• _GOAL_
Please list the municipal functions that the passage on Thunder Bay's parcel mapping names as ones that use parcels.

• _PASSAGE_
• • • • •

The City of Thunder Bay manages its own parcel mapping data. In 2023, the City upgraded from the ArcMap parcel fabric to the ArcGIS Parcel Fabric in ArcGIS Pro. It was a major change, but it’s proven its worth by saving the City many hours of work fixing low-accuracy areas. Here’s how they did it.

The City of Thunder Bay, situated on Lake Superior, is the most populated city in northwestern Ontario with a metropolitan area of over 2,556 km2. That’s a lot of land to manage for a single municipality—especially given that they manage it themselves.

The City of Thunder Bay’s GIS team, led by Susan Henton, has been managing its own parcel mapping since the 1990s. In 2016, the City migrated to the ArcMap parcel fabric and enhanced its workflows to include capturing control points and survey parcel mapping. This led to increased accuracy in their parcel map, benefiting departments across the City who need to know how property within City limits is divided.

Having been a part of Esri Canada’s Land Information Solutions team since 2015, I was familiar with the City’s parcel fabric implementation and their unique needs, and was happy to assist when they came to Esri Canada for help when ArcMap’s deprecation was on the horizon.

The challenges of shifting to a record-based system

First, it’s important to understand why good parcel mapping data is essential. Keeping high-quality, accurate and current parcel mapping data is key because parcel maps need to match reality as closely as possible, preferably with good data that has no quality issues related to gaps and connectivity. Problems originating in the parcel mapping data can negatively impact other municipal functions that use parcels, including permitting, engineering, realty, planning and emergency management, not to mention those downloading parcel mapping data from the City’s open data hub.

The City had been working with the ArcMap parcel fabric. A parcel fabric is a continuous representation of connected parcels. Having an up-to-date, seamless parcel fabric allows users to access the best workflows and data management tools. It also allows them to increase both spatial and relative accuracy of the parcel mapping data by preserving recorded bearings and distances and capturing survey control.

However, when using the ArcMap parcel fabric, the City’s GIS team frequently had to correct misalignments between parcels (namely, areas of low accuracy and poor alignment) using a complicated process and specialized tools. “It’s like fixing issues in a 3D puzzle,” says Cassandra Knight, mapping technician with the City of Thunder Bay,  in the sense that a member of the team might have to take the whole thing apart to find a mistake. The process of correcting these misalignments was arduous and time-consuming. But despite the difficulties, the team knew the process for fixing low-accuracy areas and had been working with the ArcMap parcel fabric for years.

A screenshot of the City of Thunder Bay’s ArcMap parcel map, before the City moved to the ArcGIS Parcel Fabric in ArcGIS Pro. The screenshot shows an ArcMap window split between a menu on the left and a zoomed-in section of map on the right. The left-hand menu is titled “Parcel Details” and contains information about the section of map currently being viewed.

Before the City of Thunder Bay moved to the ArcGIS Parcel Fabric in ArcGIS Pro, they were using the ArcMap parcel fabric (shown above). When using the ArcMap parcel fabric, the City found that correcting areas of low accuracy and poor alignment was an arduous and time-consuming process.

In 2022, Esri’s ArcMap moved out of general availability and into extended support. To stay aligned with the latest and most powerful Esri GIS technology, the City knew it needed to modernize. The ArcGIS Parcel Fabric, a core functionality in ArcGIS Pro, promised to improve workflows and tools.

• • • • •

• _DATASET CONTENT_
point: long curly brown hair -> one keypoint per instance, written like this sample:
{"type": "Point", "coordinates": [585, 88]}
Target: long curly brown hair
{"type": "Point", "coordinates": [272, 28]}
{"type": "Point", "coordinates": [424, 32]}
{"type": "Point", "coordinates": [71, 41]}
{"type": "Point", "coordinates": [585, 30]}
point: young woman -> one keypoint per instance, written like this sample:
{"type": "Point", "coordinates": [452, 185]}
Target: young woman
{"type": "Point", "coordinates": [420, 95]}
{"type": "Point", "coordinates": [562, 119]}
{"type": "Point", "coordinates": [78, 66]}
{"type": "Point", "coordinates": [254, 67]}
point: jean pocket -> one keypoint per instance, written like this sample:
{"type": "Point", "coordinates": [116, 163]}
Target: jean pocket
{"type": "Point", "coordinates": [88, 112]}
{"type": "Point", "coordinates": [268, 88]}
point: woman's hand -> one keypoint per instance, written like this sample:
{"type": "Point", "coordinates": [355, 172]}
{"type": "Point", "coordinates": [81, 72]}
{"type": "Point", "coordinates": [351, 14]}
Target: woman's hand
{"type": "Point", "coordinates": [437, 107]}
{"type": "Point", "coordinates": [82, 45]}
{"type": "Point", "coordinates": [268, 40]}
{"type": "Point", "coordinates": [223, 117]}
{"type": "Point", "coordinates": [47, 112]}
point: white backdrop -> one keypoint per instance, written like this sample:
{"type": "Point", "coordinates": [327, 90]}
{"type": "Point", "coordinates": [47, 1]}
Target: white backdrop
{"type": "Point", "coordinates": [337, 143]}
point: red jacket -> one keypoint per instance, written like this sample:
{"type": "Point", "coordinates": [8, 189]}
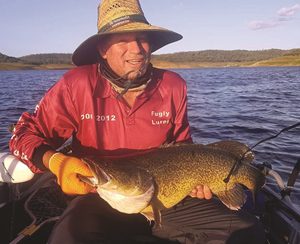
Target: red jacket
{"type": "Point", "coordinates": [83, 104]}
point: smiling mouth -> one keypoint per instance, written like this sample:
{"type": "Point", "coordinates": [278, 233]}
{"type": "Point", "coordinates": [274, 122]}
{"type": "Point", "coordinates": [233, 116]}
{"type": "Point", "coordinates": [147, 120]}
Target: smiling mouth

• • • • •

• _RESPONSE TO THIS TASK_
Permitting, engineering, realty, planning, emergency management